STATED TASK →
Recast the stretch from the line that contains "Where can the gravel" through the end of the records as a JSON list of strings, one string per line. Skip blank lines and leave the pictures out.

AVAILABLE DATA →
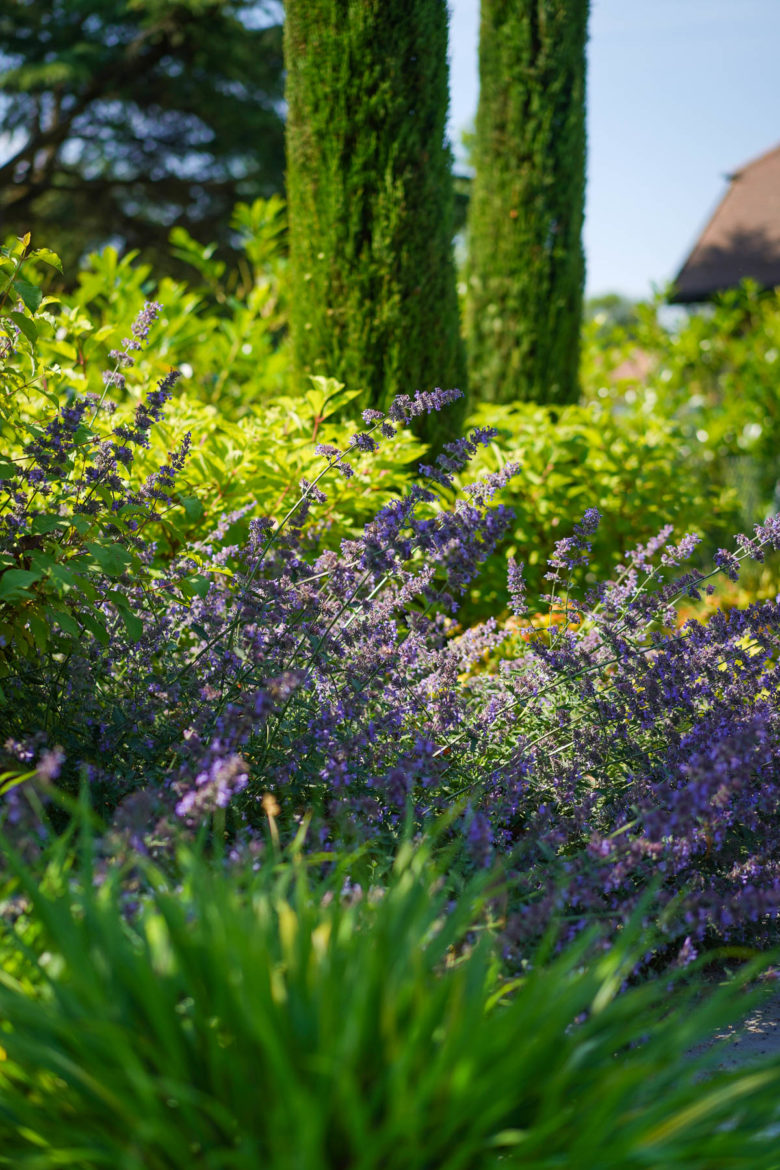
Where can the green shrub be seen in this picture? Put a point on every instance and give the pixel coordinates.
(242, 1019)
(713, 374)
(634, 469)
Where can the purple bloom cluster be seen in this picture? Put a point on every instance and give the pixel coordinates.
(595, 756)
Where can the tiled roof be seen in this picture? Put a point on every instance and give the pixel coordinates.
(741, 239)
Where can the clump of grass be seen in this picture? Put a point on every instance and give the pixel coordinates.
(240, 1018)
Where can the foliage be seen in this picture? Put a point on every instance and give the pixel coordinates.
(262, 1016)
(713, 373)
(372, 290)
(526, 267)
(606, 748)
(124, 118)
(255, 442)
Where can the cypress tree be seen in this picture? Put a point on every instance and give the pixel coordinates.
(370, 194)
(526, 267)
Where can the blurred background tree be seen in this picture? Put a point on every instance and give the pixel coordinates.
(526, 267)
(124, 117)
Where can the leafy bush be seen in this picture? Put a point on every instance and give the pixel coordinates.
(264, 1018)
(594, 748)
(635, 470)
(713, 374)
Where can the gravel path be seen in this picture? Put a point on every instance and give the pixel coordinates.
(758, 1037)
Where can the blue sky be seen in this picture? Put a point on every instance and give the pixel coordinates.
(680, 94)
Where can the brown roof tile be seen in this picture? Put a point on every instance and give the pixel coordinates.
(741, 239)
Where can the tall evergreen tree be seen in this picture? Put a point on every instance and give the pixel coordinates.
(370, 192)
(121, 118)
(526, 268)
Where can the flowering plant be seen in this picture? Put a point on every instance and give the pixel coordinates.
(608, 749)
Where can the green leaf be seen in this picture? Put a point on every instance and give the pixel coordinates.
(26, 325)
(14, 584)
(39, 630)
(63, 619)
(48, 523)
(197, 585)
(29, 294)
(48, 257)
(96, 627)
(112, 558)
(192, 507)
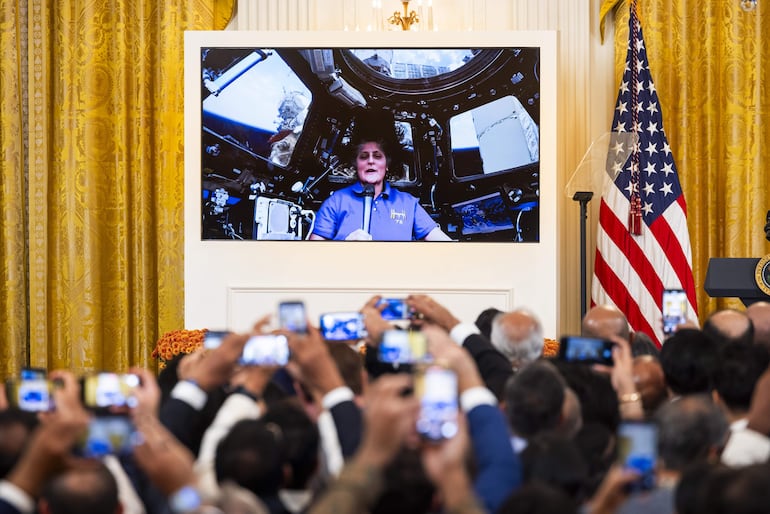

WRITTEN ANSWER →
[
  "Where can the gravel path be seen in this picture? Put a point on every instance and give the pixel coordinates.",
  "(758, 1037)",
  "Where can the blue sky be seen in this picture? Put a point on every instance and give the pixel coordinates.",
  "(680, 94)",
  "Where can the brown roof tile be seen in this picture? Put a point on every instance and give the pixel coordinates.",
  "(741, 239)",
  "Where can the tall evergreen tree be seen in this picture? Put a point on every instance and give the pixel coordinates.",
  "(370, 192)",
  "(121, 118)",
  "(526, 268)",
  "Where can the flowering plant be seen in this picture? Put a point on every instance and give the pixel coordinates.",
  "(608, 749)",
  "Where can the green leaf be seen in this picture? Put a point on every instance and give the pixel coordinates.",
  "(26, 325)",
  "(14, 584)",
  "(39, 630)",
  "(63, 619)",
  "(48, 523)",
  "(197, 585)",
  "(29, 294)",
  "(48, 257)",
  "(96, 627)",
  "(112, 558)",
  "(192, 507)"
]